## Required tasks
[a] Translate this sentence from the virtual reality text into Spanish: "Retail could become a prime hot spot for virtual reality applications, says Kelly."
[b] List every line of the listing that contains the word "football", matching its case exactly.

## Selected text
--*--
The gaming world, says Vitale, drove some of the requirements for virtual reality platforms today to bring them to a level that can cross over to the commercial world.

“We’re not selling a headset; it’s a platform with an entire ecosystem,” he says. “In the current technology, you can see it. With this, you experience it.”

Kelly touts virtual reality as a way for integrators to save both time and money through cameras, often attached to drones, and other tools that are used to create high-fidelity virtual reality experiences.

“The technology is there to be integrated with and interacted with,” says Kelly. CAD drawings can be incorporated into virtual reality platforms, he says, “almost as a reality check.”

Retail could become a prime hot spot for virtual reality applications, says Kelly.

“The level of customer satisfaction goes up dramatically when you’re that much more confident in what you’re buying,” he says. Kelly believes AV and virtual reality have more in common than many people understand.
--*--
## Data to use
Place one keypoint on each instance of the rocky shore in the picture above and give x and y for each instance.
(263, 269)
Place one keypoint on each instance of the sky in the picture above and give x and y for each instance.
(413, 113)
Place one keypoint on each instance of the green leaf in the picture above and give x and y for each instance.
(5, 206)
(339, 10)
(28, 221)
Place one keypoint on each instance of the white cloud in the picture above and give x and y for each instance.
--*--
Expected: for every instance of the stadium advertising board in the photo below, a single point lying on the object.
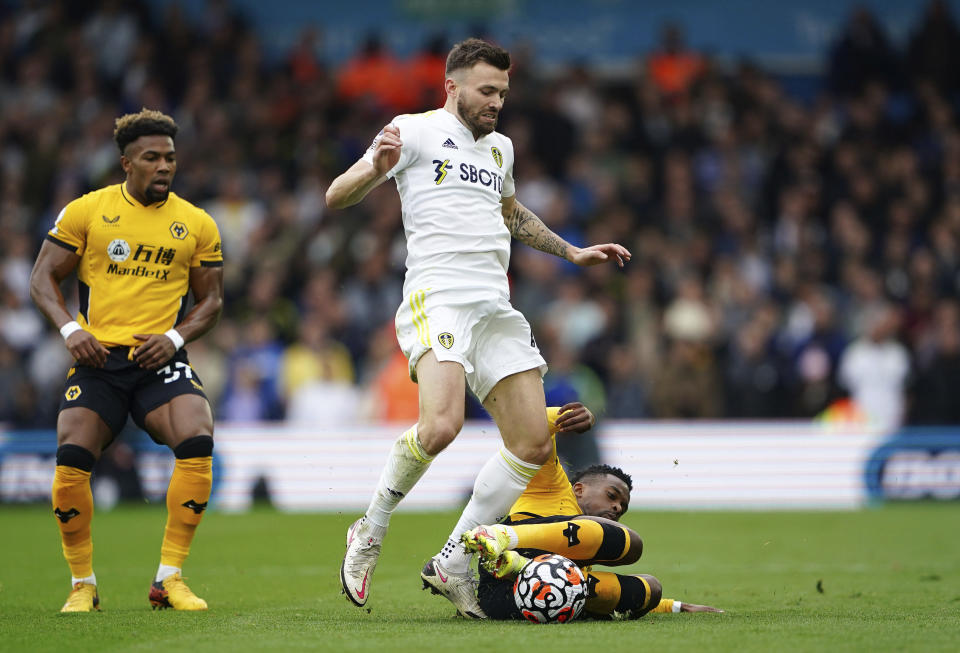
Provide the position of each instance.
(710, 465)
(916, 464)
--*--
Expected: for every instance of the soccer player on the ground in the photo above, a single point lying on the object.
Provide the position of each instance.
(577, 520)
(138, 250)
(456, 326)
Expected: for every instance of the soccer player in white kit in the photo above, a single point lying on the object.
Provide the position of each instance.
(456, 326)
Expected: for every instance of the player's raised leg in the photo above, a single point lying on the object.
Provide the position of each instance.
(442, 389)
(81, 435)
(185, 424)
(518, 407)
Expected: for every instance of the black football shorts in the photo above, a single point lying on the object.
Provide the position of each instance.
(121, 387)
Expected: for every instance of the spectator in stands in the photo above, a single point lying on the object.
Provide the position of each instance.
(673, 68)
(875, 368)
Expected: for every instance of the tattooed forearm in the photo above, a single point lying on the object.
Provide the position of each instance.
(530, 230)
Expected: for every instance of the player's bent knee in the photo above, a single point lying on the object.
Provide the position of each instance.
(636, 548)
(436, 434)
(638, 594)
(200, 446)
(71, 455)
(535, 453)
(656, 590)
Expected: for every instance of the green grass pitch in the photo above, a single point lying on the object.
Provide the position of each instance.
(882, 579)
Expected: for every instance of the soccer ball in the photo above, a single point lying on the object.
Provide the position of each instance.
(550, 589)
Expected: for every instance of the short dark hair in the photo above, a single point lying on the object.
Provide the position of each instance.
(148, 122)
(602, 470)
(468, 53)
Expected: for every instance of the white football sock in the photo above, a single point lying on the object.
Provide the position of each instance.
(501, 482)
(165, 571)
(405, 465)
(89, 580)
--*--
## Solved tasks
[a] El comercio minorista podría convertirse en un punto clave para las aplicaciones de realidad virtual, dice Kelly.

[b]
Expected: for every instance of the black football shorts in the photo above, a single point lying on the object.
Expected: for every instance of the white football sock in the photo above, a single point lying on the object.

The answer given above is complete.